## Entries
╔══

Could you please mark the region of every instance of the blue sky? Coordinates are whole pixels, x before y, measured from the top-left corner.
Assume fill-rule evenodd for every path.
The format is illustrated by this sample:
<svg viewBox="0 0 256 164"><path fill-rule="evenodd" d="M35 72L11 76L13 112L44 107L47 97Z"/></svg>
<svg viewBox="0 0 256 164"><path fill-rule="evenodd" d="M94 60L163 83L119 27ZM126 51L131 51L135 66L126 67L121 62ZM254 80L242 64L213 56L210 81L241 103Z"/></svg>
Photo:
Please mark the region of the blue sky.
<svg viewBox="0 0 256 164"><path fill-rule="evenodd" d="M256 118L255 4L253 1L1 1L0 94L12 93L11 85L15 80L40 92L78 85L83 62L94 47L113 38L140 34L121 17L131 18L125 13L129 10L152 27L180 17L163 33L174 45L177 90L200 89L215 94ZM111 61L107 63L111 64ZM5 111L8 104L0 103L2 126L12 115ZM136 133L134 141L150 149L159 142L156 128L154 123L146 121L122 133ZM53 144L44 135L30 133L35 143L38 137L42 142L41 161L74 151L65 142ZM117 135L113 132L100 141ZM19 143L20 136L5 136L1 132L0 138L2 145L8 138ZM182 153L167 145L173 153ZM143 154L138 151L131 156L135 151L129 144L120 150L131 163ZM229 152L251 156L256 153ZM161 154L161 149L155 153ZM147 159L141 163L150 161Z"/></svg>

╚══

## What you will do
Can you edit the entries from the very start through the line containing "72L11 76L13 112L44" so that "pixels" becomes "points", with everything else left unchanged?

## Task response
Could you please mark the region of every instance of the blue sky? Coordinates are whole points, x before y, measured from the top-left corner.
Assume fill-rule evenodd for every path.
The format is illustrated by this sample:
<svg viewBox="0 0 256 164"><path fill-rule="evenodd" d="M35 72L11 76L13 112L44 107L47 97Z"/></svg>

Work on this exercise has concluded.